TEXT TO READ:
# ADA vs flourite vs ???



## tefsom85 (Jan 27, 2007)

Hi all, I have kept planted tanks off and on in the past and am now getting the urge to get back into things and am starting to lurk in the forums trying to figure out the latest and greatest. Its amazing how much trends seem to change in just a couple of years time. One thing that appears to be different this time around is the substrate du jour appears to be ADA aquasoil. A couple of years ago when I was participating, flourite was the substrate of choice. Anyways, I have been digging through the forums and am seeing lots of folks are excited about Aquasoil and powersand. My question is, can anyone point me to an Aquasoil primer. I have basic questions on the process, quantities required, best place to buy, etc. I'm also interested in why flourite seems to have lost favor with the planted tank wizards  


Thanks,
Will


----------



## southernflounder (Nov 5, 2006)

Aqua Design Amano USA/ADGshop.com- now available in the U.S.A, prouldy offered by Aquarium Design Group. The finest planted aquarium products.


----------



## John N. (Dec 11, 2005)

Hi Will,

The trend away from Flourite can be explained by the improved growth reports by those who have used Aquasoil. The fact that Aquasoil leeched nutrients to the water column over time verses Flourite limited ability to do so is very appealing. Also Aquasoil doesn't require rinsing like flouite.

Anyways, in addition Aquasoil used alone (without powersand) is the growing trend.

-John N.


----------



## epicfish (Sep 11, 2006)

MATERIAL:
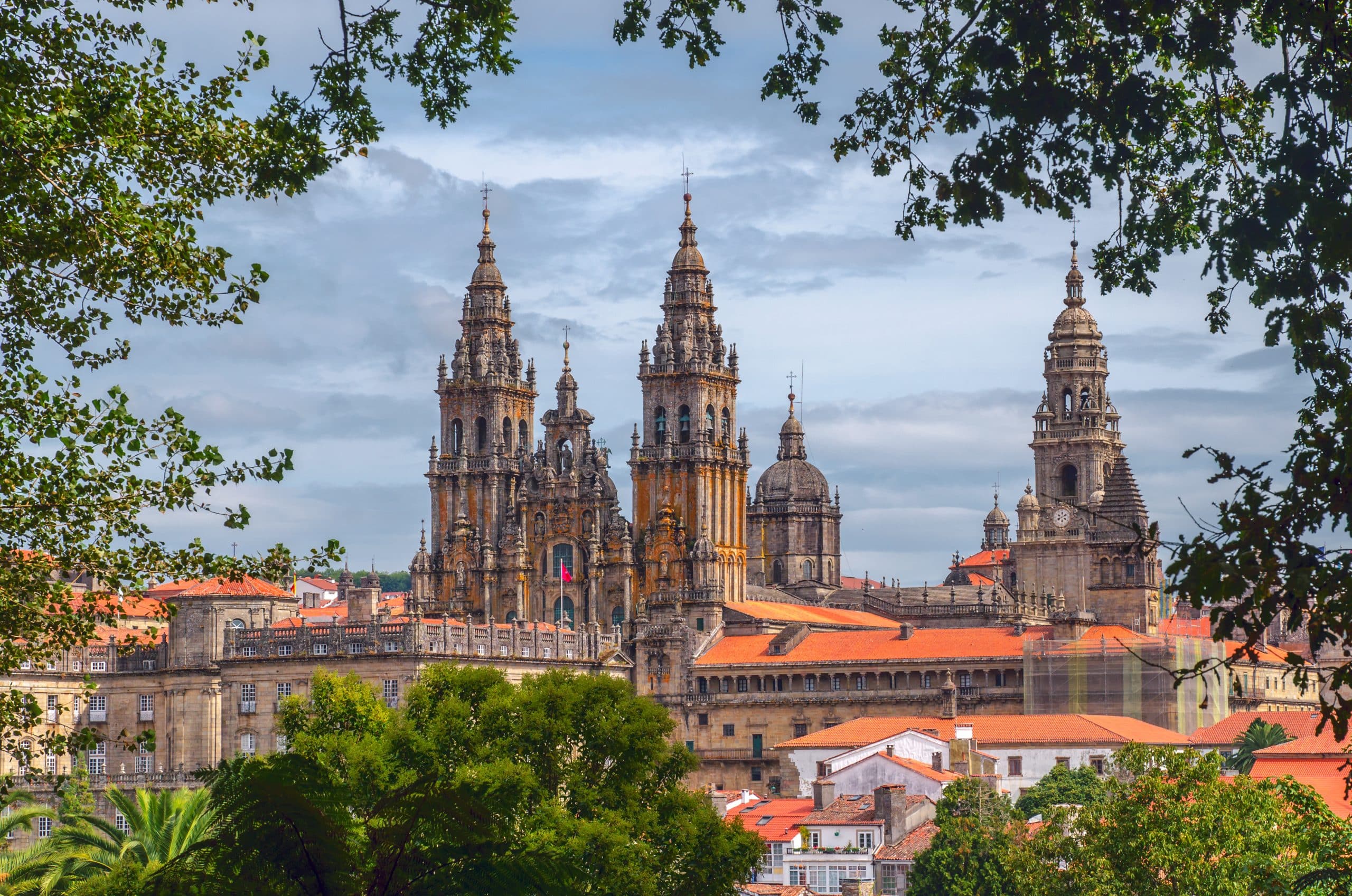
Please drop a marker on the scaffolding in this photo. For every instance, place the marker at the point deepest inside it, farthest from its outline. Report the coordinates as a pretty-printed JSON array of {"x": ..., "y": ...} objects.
[{"x": 1133, "y": 676}]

GIVEN PROBLEM A: In the aquarium substrate thread, what does John N. say Aquasoil doesn't need that Flourite does?
GIVEN PROBLEM B: Pick up the aquarium substrate thread where it stops and keep it going.
The lines have nothing to do with any of this.

EXERCISE OUTPUT A: Rinsing.

EXERCISE OUTPUT B:
Yep. I ordered a bunch of bags of ADA AS w/o PS to use in my 40 gal. breeder. =)

Had to take the plunge!


----------



## tefsom85 (Jan 27, 2007)

Thanks for the replies. I went to ADGs website and it appears like I would need 6 or 7 9-liter bags of Aquasoil for my 120. Does this sound right?


----------



## southernflounder (Nov 5, 2006)

tefsom85 said:


> Thanks for the replies. I went to ADGs website and it appears like I would need 6 or 7 9-liter bags of Aquasoil for my 120. Does this sound right?


I'm assuming that your 120Gal has a footprint of 72"x24", if that's the case then you'll need 9 bags of the AS.

Aqua Soil Amazonia


----------



## tefsom85 (Jan 27, 2007)

My tank is 48"x24". I went back and looked at the info. I hadn't paid attention to the dimensions and had only looked at the gallon info. Looking again it now looks like I would need 6 or 7 bags.

Attached is a quick and dirty graph for quantities required based on the info provided from the catalog page.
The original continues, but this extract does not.